▸ **PROVIDED DATA**

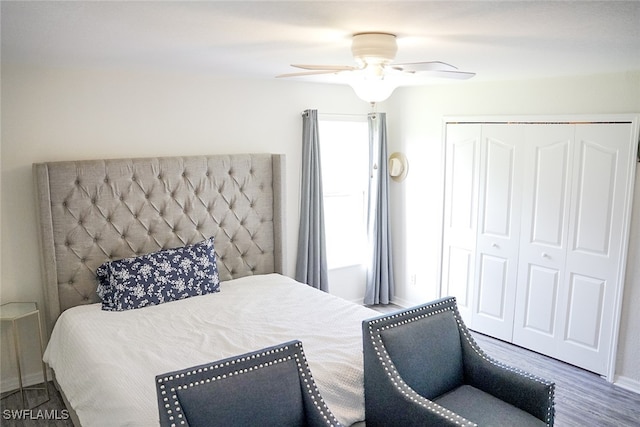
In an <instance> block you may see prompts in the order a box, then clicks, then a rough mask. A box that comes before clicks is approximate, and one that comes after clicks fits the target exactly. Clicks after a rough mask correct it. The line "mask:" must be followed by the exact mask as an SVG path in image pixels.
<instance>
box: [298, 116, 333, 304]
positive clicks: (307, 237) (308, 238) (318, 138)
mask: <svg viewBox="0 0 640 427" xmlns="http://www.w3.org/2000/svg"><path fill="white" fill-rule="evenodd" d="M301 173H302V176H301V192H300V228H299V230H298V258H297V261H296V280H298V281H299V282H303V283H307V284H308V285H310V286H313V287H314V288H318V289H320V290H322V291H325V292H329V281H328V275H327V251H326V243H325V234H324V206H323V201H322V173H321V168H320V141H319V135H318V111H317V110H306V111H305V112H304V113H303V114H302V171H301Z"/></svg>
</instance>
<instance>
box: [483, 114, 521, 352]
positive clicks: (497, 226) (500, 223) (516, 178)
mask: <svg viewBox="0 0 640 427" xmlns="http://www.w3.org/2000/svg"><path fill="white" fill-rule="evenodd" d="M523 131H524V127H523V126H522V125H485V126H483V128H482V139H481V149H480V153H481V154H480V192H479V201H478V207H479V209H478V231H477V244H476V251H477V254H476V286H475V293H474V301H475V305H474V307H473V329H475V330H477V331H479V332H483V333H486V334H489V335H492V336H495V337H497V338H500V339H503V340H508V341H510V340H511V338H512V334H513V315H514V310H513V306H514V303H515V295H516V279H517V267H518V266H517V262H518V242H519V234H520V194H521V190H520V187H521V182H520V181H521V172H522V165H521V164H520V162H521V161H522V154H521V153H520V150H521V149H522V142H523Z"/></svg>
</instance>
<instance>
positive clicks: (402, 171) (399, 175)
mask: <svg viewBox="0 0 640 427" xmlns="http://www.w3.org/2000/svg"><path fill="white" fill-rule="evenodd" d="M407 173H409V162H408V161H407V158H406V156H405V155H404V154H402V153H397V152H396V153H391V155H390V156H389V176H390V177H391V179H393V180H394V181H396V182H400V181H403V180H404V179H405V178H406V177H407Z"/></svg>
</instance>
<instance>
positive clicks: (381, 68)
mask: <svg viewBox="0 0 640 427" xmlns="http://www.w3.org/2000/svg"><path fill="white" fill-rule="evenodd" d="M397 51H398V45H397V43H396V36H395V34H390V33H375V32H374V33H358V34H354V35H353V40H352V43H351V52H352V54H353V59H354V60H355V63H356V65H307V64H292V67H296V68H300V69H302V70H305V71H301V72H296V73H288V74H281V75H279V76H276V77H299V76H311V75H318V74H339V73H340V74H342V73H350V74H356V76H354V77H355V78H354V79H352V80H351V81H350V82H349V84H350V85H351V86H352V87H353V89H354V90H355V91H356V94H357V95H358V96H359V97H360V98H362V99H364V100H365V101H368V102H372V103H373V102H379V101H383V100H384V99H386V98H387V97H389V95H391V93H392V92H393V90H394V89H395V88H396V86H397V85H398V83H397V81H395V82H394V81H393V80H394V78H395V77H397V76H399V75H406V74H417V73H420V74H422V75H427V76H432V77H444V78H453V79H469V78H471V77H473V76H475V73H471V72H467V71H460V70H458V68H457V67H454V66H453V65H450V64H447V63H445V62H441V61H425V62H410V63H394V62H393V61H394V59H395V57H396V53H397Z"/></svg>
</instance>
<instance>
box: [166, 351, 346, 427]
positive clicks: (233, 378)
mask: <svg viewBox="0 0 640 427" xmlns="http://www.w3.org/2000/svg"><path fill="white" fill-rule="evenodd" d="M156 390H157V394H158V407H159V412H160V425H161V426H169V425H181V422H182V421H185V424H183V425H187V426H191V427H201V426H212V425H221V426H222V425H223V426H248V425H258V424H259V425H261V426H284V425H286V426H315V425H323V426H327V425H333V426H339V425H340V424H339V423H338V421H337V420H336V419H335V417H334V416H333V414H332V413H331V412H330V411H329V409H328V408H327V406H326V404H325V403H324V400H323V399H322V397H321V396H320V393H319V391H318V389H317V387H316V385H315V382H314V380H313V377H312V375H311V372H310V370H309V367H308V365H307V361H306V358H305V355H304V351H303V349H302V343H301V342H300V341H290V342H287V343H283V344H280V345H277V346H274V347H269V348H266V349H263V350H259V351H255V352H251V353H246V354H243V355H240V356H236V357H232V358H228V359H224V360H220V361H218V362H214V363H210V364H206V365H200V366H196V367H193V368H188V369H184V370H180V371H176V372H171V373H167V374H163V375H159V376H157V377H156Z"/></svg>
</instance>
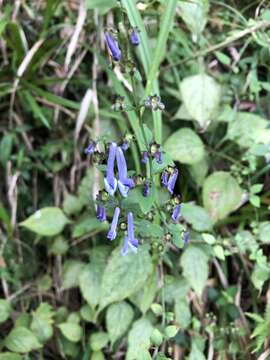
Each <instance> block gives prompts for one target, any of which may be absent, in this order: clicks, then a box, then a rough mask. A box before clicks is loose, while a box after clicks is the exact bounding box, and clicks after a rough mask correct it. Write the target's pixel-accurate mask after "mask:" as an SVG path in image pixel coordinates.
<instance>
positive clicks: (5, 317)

▸ **ACTION ITEM**
Pull out every line of the records that includes the string "prompts".

▸ **SOLUTION TO THIS PROBLEM**
In an <instance> block you may see prompts in the order a box, then clicks, then a rough mask. A box that comes before clicks is approximate, and one that comes after clicks fits the target exactly. Clicks after a rough mask correct it. The line "mask:" must be followed by the exact mask as an SVG path in image pixels.
Each <instance> block gives prompts for one target, any of which may be absent, in this order: clicks, then a box, then a rough mask. A box before clicks is loose, while a box after clicks is the exact bounding box, and clicks after a rough mask correct it. Write the target's pixel-accurate mask after "mask:" as an SVG path in image pixel coordinates.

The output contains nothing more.